Exercise goal - Copy out everything from the item that begins "Exercise. Point out each instance of the glass" down to the last of the items below, both ends included, with the wording left as it is but every x and y coordinate in the answers shifted by adding 121 to it. Leave the pictures out.

─── Entries supplied ───

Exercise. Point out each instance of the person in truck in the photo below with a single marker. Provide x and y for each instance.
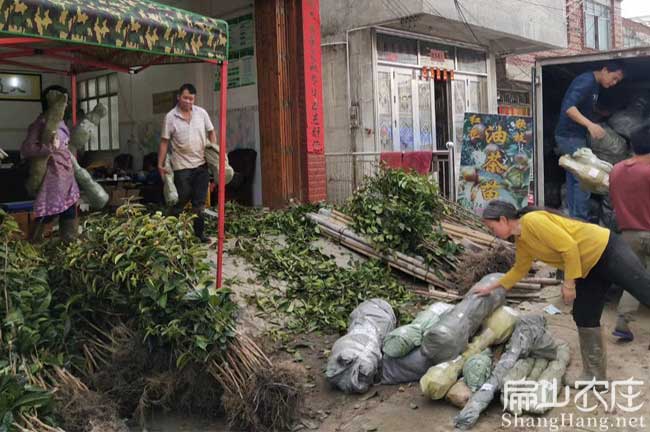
(576, 114)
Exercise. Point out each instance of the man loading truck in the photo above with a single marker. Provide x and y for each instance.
(576, 113)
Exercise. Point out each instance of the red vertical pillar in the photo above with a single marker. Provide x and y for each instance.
(314, 169)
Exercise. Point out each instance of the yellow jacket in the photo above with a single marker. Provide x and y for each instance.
(566, 244)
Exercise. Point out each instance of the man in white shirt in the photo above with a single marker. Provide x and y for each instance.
(188, 128)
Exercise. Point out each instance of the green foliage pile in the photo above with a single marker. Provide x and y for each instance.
(402, 211)
(319, 295)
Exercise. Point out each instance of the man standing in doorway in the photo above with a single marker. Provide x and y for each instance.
(575, 121)
(189, 129)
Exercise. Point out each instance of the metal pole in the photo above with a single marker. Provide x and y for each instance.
(222, 169)
(73, 92)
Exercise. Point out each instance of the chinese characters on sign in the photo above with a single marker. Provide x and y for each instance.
(496, 160)
(313, 76)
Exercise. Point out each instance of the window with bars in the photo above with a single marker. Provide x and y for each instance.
(597, 25)
(101, 89)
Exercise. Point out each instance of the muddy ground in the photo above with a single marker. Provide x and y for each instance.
(403, 408)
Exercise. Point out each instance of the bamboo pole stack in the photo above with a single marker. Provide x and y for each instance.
(336, 225)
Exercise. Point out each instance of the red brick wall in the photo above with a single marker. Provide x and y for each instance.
(575, 35)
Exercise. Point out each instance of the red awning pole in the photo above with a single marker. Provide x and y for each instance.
(73, 92)
(223, 73)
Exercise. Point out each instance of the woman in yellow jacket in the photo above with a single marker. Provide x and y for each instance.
(592, 259)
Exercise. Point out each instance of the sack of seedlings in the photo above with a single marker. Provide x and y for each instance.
(458, 394)
(477, 369)
(409, 368)
(611, 148)
(591, 172)
(450, 336)
(93, 192)
(355, 359)
(169, 188)
(405, 339)
(627, 121)
(212, 158)
(440, 378)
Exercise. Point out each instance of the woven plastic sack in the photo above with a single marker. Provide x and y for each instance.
(612, 148)
(440, 378)
(169, 188)
(450, 336)
(593, 176)
(409, 368)
(550, 381)
(405, 339)
(93, 192)
(212, 158)
(538, 367)
(477, 369)
(82, 133)
(530, 338)
(458, 394)
(354, 363)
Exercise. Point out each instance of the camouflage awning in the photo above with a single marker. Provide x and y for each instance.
(134, 25)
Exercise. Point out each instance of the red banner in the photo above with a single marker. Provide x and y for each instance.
(313, 76)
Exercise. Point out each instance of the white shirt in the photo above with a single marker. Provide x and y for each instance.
(188, 138)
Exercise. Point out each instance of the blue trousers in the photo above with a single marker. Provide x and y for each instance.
(577, 199)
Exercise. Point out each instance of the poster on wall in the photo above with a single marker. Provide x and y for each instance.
(496, 160)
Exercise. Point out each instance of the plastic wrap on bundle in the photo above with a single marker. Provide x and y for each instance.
(612, 148)
(212, 158)
(406, 338)
(632, 118)
(477, 369)
(354, 363)
(93, 192)
(450, 336)
(440, 378)
(169, 188)
(530, 337)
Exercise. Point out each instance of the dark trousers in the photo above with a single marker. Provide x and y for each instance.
(618, 265)
(192, 185)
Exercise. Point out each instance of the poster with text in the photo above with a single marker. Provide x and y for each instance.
(496, 160)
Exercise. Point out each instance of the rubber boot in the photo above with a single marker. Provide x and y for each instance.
(594, 357)
(199, 228)
(68, 229)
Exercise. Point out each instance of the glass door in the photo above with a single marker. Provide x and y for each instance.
(405, 110)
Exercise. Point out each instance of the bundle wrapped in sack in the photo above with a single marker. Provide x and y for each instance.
(591, 172)
(355, 359)
(458, 394)
(57, 103)
(612, 148)
(530, 337)
(93, 192)
(169, 188)
(450, 336)
(497, 328)
(477, 369)
(631, 119)
(82, 133)
(212, 158)
(405, 339)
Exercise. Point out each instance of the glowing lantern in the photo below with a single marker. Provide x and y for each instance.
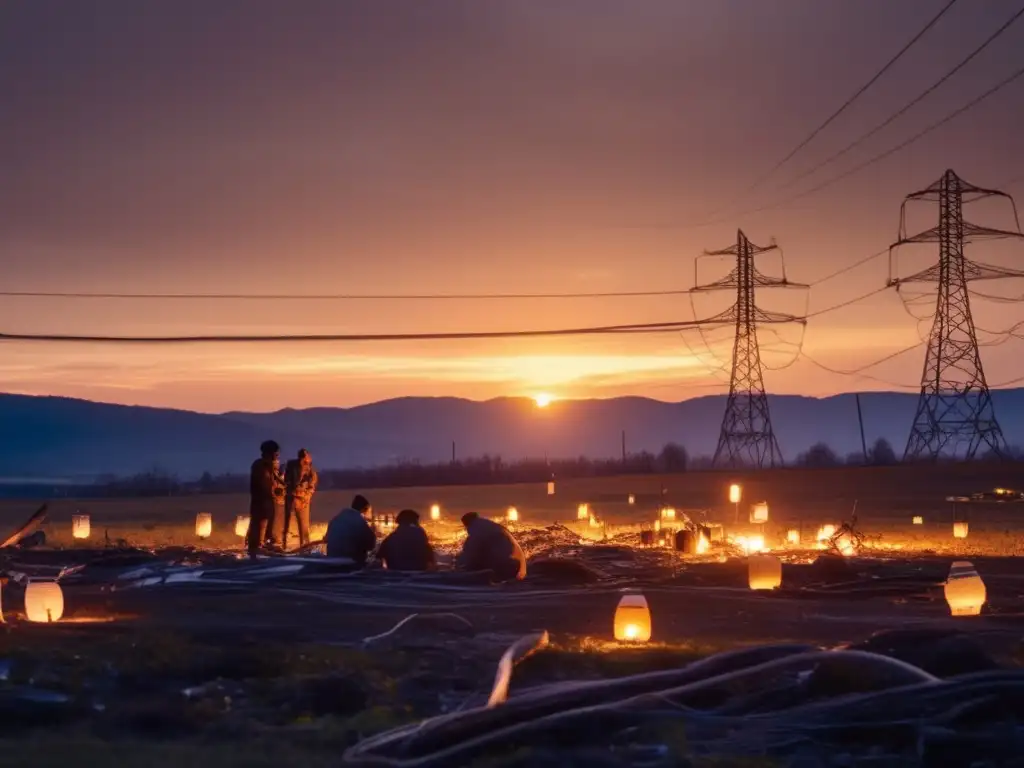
(965, 591)
(632, 620)
(764, 571)
(846, 546)
(702, 544)
(80, 526)
(43, 601)
(759, 512)
(735, 494)
(204, 524)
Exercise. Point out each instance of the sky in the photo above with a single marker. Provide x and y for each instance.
(395, 146)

───

Answer for this exercise -
Exercise. Point out each instance of the glass door in the photo above with a single marker. Provide x and y for each instance.
(526, 231)
Exercise. Point out each instance of the bundle wrapped in sack in the photo above with a single marker. Provide x and y for each instance.
(712, 293)
(476, 480)
(579, 515)
(178, 224)
(733, 269)
(651, 458)
(214, 313)
(290, 309)
(571, 457)
(618, 449)
(598, 490)
(752, 240)
(203, 254)
(333, 279)
(526, 460)
Exercise. Point out each instance of the glowing lantern in the photo below with a single marker. Provide x and y for each instance.
(1086, 712)
(753, 741)
(885, 692)
(967, 667)
(823, 665)
(201, 647)
(164, 722)
(880, 633)
(856, 615)
(325, 645)
Exercise. Point out each instance of the sky in the photo above with a single marker. Provide x and y for each instance.
(516, 267)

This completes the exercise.